PROBLEM REQUIREMENTS: Retype only what runs from the beginning of the data through the line with "Target: white wall"; please omit the pictures and keep every line exact.

[Start of section]

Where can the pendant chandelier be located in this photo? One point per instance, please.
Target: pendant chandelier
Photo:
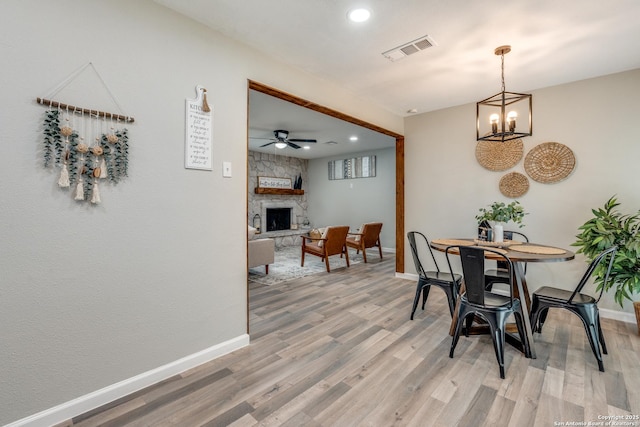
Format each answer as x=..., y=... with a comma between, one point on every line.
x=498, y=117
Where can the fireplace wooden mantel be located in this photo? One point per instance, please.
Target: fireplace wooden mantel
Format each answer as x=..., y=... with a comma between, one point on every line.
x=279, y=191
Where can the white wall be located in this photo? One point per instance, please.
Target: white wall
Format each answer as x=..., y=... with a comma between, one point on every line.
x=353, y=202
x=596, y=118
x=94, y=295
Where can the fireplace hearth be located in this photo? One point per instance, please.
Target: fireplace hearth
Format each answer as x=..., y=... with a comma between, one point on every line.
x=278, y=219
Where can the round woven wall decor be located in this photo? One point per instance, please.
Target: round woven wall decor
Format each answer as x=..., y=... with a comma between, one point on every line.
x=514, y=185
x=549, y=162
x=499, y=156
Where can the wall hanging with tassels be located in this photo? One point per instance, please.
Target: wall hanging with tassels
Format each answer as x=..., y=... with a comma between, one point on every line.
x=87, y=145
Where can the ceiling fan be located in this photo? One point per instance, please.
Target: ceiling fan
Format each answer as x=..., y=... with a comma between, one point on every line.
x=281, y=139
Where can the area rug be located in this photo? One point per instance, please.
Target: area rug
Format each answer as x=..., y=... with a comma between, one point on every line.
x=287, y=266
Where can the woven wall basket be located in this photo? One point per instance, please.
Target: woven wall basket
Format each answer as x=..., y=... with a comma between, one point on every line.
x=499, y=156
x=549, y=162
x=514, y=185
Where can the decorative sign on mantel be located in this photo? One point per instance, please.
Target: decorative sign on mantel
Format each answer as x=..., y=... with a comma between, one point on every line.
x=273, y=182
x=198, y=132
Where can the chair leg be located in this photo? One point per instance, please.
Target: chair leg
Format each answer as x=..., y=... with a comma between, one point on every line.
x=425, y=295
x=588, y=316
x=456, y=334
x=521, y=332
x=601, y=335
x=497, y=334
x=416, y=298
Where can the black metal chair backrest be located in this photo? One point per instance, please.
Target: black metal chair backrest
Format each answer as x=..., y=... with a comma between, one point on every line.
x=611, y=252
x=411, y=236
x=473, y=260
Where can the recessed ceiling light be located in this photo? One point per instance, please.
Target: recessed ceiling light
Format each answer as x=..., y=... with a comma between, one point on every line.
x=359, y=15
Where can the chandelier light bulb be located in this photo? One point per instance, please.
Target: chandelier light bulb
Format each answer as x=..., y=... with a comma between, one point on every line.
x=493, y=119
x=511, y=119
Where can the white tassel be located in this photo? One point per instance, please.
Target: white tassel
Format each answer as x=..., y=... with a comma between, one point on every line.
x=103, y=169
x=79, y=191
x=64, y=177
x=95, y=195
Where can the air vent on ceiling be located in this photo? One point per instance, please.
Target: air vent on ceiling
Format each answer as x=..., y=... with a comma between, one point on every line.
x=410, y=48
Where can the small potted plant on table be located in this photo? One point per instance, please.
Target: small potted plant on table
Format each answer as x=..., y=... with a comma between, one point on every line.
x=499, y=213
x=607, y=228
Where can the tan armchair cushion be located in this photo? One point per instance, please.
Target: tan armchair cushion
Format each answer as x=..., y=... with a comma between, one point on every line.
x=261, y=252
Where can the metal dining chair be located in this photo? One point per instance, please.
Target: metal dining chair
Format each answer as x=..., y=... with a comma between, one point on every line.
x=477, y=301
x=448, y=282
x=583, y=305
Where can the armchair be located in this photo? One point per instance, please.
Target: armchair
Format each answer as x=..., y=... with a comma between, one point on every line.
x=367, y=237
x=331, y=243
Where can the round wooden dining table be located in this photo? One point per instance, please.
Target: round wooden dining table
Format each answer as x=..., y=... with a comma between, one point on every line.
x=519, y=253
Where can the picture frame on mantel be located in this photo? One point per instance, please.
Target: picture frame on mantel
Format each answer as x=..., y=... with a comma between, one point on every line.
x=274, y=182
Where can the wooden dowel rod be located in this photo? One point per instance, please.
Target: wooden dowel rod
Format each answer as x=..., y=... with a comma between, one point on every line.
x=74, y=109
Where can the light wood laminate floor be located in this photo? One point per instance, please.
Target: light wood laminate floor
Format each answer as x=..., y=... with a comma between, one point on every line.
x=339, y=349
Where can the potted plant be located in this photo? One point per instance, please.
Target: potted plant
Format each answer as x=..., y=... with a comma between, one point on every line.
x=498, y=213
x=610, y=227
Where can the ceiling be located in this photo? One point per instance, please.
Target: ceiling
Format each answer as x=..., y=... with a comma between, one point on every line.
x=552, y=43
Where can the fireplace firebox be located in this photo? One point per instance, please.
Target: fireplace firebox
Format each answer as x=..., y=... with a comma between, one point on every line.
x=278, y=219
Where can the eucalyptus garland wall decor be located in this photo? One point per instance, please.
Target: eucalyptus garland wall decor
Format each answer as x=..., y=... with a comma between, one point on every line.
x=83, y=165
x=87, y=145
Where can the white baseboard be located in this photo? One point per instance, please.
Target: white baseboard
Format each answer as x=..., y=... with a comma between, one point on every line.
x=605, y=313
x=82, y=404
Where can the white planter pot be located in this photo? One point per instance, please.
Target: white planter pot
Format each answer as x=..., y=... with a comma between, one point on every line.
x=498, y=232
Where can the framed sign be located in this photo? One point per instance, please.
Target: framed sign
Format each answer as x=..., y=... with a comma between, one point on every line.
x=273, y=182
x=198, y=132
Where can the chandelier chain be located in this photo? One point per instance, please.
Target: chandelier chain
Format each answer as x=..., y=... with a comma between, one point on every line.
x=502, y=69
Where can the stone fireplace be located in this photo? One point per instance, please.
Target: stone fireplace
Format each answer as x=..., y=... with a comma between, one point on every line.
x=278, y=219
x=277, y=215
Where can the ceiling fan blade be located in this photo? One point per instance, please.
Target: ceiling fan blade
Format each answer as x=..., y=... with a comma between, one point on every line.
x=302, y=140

[End of section]

TASK SOLUTION:
Where can the pendant chandelier be located in this photo? One point per instance, please.
Target: pendant chandelier
Photo:
Format each answer as x=..., y=... with a comma between, one point on every line.
x=498, y=117
Where can the fireplace wooden mantel be located in this photo? One point per instance, please.
Target: fireplace wooden mantel
Format each answer as x=..., y=... with a comma between, one point on every line.
x=279, y=191
Where can the white wall be located in this photo? One point per instance, please.
Target: white wall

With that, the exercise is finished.